§ **SET PROBLEM**
Please rewrite the records below, putting "blossom" in place of every "flower bloom" and changing nothing else. Leave out the pictures.

§ **PROVIDED ENTRIES**
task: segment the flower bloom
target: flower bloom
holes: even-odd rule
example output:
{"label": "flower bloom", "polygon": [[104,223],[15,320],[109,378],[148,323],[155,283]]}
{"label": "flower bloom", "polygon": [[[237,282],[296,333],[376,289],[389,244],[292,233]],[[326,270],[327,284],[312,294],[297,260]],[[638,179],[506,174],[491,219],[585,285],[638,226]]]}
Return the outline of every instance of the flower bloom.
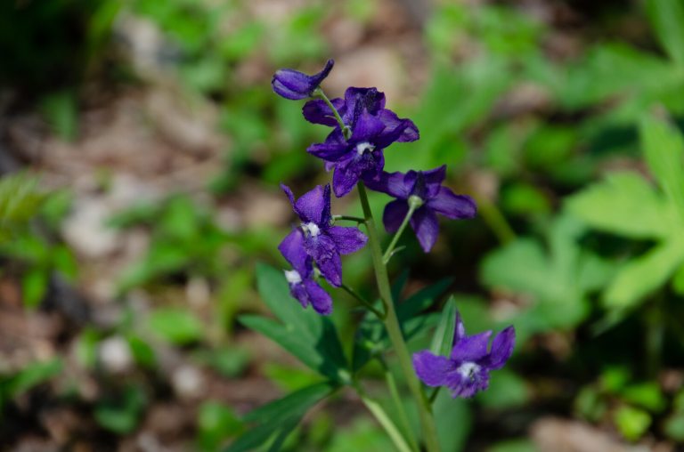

§ **FULL OUTPUT**
task: segment the blossom
target: blossom
holes: even-odd rule
example output:
{"label": "blossom", "polygon": [[104,223],[15,320],[109,378],[148,323],[155,283]]}
{"label": "blossom", "polygon": [[[237,282],[296,333],[376,289],[389,244],[292,233]],[[326,270],[327,284],[312,294],[297,260]],[[638,179],[506,174],[491,219],[585,285],[638,226]]]}
Return the outline of every instance of the blossom.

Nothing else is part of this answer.